======== Entries shown
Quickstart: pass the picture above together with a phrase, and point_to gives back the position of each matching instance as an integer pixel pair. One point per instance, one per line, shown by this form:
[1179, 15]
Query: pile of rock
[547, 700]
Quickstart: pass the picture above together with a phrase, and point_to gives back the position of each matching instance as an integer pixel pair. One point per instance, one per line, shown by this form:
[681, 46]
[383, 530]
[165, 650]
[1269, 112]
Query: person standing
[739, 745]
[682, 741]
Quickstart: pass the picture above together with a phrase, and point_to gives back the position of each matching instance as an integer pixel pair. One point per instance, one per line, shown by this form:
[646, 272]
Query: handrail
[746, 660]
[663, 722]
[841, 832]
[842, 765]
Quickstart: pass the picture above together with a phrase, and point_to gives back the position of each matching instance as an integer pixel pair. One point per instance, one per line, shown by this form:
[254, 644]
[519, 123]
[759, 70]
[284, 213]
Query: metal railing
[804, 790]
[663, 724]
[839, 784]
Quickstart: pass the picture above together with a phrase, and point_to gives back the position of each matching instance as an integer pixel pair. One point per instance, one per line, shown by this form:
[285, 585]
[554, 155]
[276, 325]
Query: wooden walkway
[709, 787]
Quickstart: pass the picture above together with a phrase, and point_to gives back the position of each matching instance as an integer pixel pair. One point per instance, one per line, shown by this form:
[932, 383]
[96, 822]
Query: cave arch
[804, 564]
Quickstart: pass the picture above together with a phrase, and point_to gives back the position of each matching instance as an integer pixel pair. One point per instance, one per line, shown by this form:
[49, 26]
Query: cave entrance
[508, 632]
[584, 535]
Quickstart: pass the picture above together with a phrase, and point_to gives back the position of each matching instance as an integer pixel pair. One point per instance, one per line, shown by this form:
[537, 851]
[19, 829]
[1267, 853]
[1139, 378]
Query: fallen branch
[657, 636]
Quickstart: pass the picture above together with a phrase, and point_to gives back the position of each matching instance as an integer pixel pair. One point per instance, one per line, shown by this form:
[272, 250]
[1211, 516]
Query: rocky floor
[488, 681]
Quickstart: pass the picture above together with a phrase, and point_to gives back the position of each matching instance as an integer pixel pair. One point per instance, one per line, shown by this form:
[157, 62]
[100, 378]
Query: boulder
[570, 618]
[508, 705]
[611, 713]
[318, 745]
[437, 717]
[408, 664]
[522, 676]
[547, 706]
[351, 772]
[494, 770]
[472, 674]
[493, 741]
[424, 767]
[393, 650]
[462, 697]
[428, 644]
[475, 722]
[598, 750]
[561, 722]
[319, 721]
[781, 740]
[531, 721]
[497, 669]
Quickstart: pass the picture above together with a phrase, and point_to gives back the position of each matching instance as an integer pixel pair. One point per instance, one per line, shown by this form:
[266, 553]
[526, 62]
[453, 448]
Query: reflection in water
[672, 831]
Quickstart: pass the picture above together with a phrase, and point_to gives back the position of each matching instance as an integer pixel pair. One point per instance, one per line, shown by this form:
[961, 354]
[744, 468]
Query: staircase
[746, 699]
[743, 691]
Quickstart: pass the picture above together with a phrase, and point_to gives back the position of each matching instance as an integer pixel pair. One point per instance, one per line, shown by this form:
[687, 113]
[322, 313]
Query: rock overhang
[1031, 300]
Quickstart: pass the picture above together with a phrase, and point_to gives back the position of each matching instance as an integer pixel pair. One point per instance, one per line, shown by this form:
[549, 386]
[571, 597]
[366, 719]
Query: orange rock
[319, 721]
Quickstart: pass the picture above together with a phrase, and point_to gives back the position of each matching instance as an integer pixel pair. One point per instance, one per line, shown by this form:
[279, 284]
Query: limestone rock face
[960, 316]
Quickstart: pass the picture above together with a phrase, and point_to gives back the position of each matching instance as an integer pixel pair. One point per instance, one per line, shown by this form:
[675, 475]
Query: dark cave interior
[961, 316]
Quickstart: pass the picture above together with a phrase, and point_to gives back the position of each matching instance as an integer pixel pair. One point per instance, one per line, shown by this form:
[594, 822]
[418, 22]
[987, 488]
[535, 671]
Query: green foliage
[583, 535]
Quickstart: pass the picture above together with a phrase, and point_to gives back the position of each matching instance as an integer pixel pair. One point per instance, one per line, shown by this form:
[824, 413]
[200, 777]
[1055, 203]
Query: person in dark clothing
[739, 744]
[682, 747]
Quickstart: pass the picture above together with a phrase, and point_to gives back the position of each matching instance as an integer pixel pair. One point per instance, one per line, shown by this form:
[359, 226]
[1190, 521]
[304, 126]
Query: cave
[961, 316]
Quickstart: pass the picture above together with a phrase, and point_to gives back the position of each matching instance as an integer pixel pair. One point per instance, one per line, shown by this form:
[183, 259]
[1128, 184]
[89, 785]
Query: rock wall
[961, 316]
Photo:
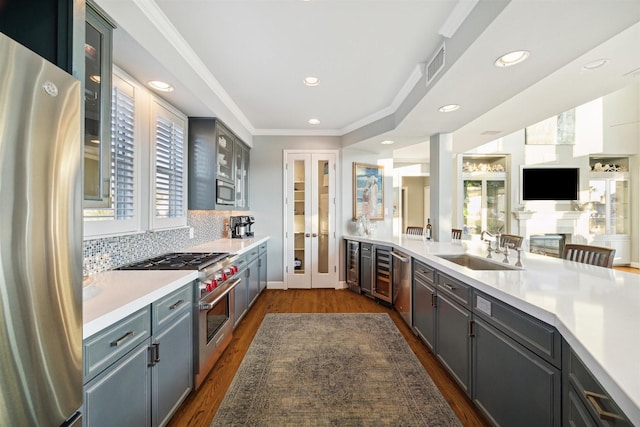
================
Task objective
Please count the lines in the rows above that contain the word "person", and reply with that number alone.

Solution to this exercise
2